* Excerpted text:
========

BRIEF DESCRIPTION OF THE FIGURES
[0017] Embodiments will now be described with reference to the
figures, in which like reference characters denote like elements,
by way of example, and in which:
[0018] FIG. 1 is a perspective view of a vertical slab
contactor.
[0019] FIG. 2 is a side elevation view, in section, of a horizontal
slab contactor.
[0020] FIG. 3 is a perspective view of the contactor of FIG. 2.
[0021] FIG. 4 is a top-down view of a series of carbon-dioxide
capture facilities with a central processing facility.
[0022] FIG. 5 is a perspective view, including a series of exploded
views thereof, of a horizontal slab contactor, partially in
section.
[0023] FIGS. 6 and 7 are graphs that illustrate the CO2 removal
from air passed through packing structured according to embodiments
disclosed herein and pumped with liquid absorbent at different NaOH
(FIG. 6) and KOH (FIG. 7) concentrations. Continuous flow is
indicated by the dots on the y axis, while capture efficiency after
a single pulse of flow is illustrated by the plotted lines.
[0024] FIG. 8 is a graph that illustrates the effectiveness of
pulsed pumping of the liquid absorbent through the packing, by
illustrating the CO2 removal per pulse at different NaOH
concentrations.
[0025] FIG. 9 is a side elevation view of a vertical slab contactor
with plural slabs.
DETAILED DESCRIPTION
[0026] U.S. 61/074,458 and the related U.S. Ser. No. 12/488,230 and
PCT PCT/US2009/047999 are hereby incorporated in its entirety by
reference.
[0027] The disclosure provides methods for removing carbon and/or
other components of air from ambient air, and devices for removing
ambient CO.sub.2 and/or other components of air from ambient
air.
[0028] In some embodiments, the method involves directing ambient
air using at least the energy of the wind, one or more fans, or
both through a contactor comprising a packing material;
intermittently flowing a carbon dioxide absorbing fluid over the
packing to achieve an average flow rate; and, capturing CO.sub.2
from the ambient air in the liquid such that either the carbon
dioxide capture rate is increased relative to a similar method in
which the liquid is constantly flowed at the average flow rate, or
the effectiveness of cleaning the surface of the packing material
is improved relative to a similar method in which the liquid is
constantly flowed at the average flow rate, or both.
"Intermittantly flowing" means flowing a fluid at a first rate that
is higher than at least one second rate (i.e. verying the flow of
the fluid through the contactor) resulting in an average flow rate,
wherein the at least one second rate can be zero. In some such
embodiments, the at least one second rate is zero, and
intermittently flowing produces a series of pulses.
[0029] In some embodiments, the method involves intermittently
flowing of a high molarity fluid through a contactor, and flowing
ambient air through the contactor, thereby capturing CO2 from the
ambient air. In some embodiments, the method involves
intermittently flowing a high molarity fluid through a contactor in
a cross-flow geometry relative to the direction of the flow of
ambient air, thereby capturing CO.sub.2 from the air. In some
embodiments, the method involves intermittently flowing a high
molarity fluid through a contactor in direction that is
substantially perpendicular to the direction of flow of ambient
air, thereby capturing CO.sub.2 from the air. In some embodiments
mentioned in this paragraph, "intermittently flowing" can be
implemented as pulsing the fluid through the contactor (over the
packing material). For example, repeatedly switching between
flowing the fluid briefly at a very high rate to evenly coat the
packing material and shutting off the fluid flow for a duration of
time.

========

* Supplied material:
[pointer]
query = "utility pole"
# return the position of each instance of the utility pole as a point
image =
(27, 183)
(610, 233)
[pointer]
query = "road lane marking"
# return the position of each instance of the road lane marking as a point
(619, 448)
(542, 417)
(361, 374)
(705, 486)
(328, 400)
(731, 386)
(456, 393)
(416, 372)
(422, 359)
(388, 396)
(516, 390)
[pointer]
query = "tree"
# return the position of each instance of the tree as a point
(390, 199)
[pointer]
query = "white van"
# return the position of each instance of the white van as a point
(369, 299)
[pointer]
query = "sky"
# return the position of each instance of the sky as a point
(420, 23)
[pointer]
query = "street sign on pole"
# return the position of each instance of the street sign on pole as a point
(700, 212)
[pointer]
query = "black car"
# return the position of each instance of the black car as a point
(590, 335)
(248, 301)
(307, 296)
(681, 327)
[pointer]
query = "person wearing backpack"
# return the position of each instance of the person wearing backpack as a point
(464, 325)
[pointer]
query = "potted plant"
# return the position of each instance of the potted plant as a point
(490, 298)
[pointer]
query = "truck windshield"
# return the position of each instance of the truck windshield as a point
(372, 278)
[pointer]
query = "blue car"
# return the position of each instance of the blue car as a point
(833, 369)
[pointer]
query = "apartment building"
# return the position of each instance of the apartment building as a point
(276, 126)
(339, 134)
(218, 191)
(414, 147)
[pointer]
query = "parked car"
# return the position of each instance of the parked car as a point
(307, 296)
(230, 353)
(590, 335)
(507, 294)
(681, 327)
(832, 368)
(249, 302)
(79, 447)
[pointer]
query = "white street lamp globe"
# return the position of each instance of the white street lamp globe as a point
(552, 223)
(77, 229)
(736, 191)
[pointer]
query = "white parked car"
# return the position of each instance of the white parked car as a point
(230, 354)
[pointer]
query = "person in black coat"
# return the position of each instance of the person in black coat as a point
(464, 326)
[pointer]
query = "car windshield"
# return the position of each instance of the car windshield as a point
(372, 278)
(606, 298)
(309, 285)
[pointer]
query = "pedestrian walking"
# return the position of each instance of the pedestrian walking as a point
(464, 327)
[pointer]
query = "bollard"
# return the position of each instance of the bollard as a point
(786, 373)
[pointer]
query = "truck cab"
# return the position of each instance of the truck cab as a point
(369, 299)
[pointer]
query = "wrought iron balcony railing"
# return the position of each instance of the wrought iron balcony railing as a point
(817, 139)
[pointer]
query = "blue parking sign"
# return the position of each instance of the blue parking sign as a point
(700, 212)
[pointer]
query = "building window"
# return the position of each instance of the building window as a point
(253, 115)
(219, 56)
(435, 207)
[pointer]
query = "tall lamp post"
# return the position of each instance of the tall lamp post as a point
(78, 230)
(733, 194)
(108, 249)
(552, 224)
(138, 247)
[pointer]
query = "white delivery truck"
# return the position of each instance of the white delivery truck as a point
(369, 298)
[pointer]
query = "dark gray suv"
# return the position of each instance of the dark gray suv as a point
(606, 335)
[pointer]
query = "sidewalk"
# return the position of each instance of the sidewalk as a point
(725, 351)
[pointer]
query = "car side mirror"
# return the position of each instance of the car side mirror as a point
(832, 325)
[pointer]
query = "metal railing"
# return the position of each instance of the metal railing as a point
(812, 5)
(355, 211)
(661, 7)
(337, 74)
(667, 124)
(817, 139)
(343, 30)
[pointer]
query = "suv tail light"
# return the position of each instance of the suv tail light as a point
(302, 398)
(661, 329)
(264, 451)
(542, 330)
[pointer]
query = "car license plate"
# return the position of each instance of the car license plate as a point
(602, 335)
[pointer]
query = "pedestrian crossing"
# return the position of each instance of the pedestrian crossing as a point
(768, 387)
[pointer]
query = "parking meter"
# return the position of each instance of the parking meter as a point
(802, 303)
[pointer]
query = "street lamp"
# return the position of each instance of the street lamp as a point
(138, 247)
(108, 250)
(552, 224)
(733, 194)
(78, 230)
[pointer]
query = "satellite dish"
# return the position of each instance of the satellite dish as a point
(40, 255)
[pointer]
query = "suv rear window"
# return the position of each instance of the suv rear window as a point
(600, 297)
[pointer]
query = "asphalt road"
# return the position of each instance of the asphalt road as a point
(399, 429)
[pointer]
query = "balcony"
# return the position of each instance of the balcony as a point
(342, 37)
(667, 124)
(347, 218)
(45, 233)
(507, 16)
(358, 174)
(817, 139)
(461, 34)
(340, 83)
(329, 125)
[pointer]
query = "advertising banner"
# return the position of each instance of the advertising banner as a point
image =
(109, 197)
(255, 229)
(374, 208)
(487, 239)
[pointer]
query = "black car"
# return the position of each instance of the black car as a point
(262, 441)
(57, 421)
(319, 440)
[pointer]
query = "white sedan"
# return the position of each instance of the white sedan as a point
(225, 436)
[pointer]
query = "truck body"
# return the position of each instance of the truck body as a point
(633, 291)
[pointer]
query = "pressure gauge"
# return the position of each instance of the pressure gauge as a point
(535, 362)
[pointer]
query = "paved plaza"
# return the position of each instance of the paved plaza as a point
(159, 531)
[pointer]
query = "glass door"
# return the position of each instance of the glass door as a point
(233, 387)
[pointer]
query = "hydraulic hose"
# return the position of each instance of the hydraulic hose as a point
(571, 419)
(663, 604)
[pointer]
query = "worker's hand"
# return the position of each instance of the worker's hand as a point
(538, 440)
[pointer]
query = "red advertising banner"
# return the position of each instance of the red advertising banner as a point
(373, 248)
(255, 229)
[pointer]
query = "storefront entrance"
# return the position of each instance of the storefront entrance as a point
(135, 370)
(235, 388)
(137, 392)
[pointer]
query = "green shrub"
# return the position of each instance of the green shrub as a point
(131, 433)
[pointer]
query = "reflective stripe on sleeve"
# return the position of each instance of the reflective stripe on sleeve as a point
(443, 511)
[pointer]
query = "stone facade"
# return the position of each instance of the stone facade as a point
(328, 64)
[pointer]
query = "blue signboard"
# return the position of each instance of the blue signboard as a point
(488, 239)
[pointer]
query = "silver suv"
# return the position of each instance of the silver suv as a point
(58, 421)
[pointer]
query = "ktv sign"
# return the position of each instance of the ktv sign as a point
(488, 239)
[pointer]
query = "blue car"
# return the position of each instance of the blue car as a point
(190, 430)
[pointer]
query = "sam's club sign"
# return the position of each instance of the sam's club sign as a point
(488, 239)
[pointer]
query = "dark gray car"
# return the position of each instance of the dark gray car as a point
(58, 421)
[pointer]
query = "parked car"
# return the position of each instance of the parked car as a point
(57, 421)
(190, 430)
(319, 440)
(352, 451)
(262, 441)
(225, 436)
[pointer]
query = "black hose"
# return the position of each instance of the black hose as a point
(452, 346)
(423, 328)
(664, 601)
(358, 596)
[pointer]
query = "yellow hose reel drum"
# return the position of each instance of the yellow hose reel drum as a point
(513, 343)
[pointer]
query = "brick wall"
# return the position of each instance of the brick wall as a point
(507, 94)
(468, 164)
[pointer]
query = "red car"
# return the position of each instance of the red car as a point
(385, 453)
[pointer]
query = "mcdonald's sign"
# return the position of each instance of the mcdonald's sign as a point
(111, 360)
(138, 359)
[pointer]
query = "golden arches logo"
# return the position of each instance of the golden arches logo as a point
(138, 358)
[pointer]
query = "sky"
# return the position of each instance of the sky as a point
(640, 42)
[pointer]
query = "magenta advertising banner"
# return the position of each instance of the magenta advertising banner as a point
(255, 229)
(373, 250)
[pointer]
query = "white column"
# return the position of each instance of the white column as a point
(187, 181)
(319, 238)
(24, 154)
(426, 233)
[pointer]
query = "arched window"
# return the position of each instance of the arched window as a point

========

* Problem set:
1. In the carbon dioxide capture text, what does FIG. 4 show?
2. Please carry the carbon dioxide capture text forward from its final sentence.

* Results for each task:
1. A top-down view of a series of carbon-dioxide capture facilities with a central processing facility.

2.
[0030] In some embodiments, the device is a carbon (or other
ambient air component) capture facility including at least one
liquid having a capacity to absorb carbon dioxide (or other ambient
air component); at least one packing material having a hold up
relative to the liquid; and, at least one pump for flowing the
liquid over the packing material, the pump being configured to
deliberately vary the flow rate to produce an average flow rate,
wherein the capacity of the liquid and the holdup of the packing
material are chosen to either cooperatively achieve an increased
carbon dioxide capture rate relative to a similar carbon dioxide
capture facility in which the pump is operated constantly at the
average flow rate, or to improve the effectiveness of cleaning of
the surface of the packing material relative to a similar carbon
dioxide capture facility in which the pump is operated constantly
at the average flow rate, or both.
[0031] In some embodiments the carbon capture facility comprises a
packing material having sufficient hold up that it can be
intermittently wetted with a CO.sub.2 (or other ambient air
component) capture solution, and the capture facility has a
vertical slab geometry. In some embodiments, the capture facility
comprises a packing material capable of being intermittently wetted
and used in a cross-flow geometry, and the capture facility has a
vertical slab geometry. In some embodiments, the capture facility
comprises a packing material capable of being intermittently wetted
and used in a substantially perpendicular geometry, and the capture
facility has a vertical slab geometry. In some embodiments, the
capture facility further comprises a device for removing dust
contamination, for example structural stilts which can lift the
capture facility off the ground, for example at least about 5 m off
of the ground so that dust blows underneath the facility.
[0032] The carbon capture facility can be built up in modules, such
as for example illustrated in FIG. 1. As an example, each module
can have dimensions of about 5 m by about 5 m by bout 7 m. The
modules contain packing and can support a fan. Once the modules are
assembled to form the carbon capture facility, the packing material
can ultimately occupy dimensions of about 200 m by about 20 m by
about 3 m. The modules can be built from steel. The final structure
can include a sump at the base which has fluid. A pump is
configured to periodically moe the fluid from the supm to a
distributor at the top of the packing. The gas phase is moved
through the packing by the wind, fans, or a combination thereof. In
the illustrated embodiment, each module supports a fan, resulting
in a wall of fans.
[0033] "Packing" is a material that fills a space and facilitates
the contact between a gas stream and a liquid stream. Packing can
be random or structured. Random packing comprises small shapes
formed out of a suitable material and dumped into the space where
contact between liquid and gas is to occur. Structured packing is
any packing which is designed to be fitted into an area in a
systematic and planned manner that results in a specific flow
pattern for both air and liquid.
[0034] In some embodiments, packing suitable for use within the
scope of the disclosure has: a cross flow geometry designed to
limit or minimize the pressure drop in air per unit CO2 extracted;
can be efficiently wetted by intermittent liquid flows; and, has a
liquid hold up enabling intermittent operation with long time
durations between wetting.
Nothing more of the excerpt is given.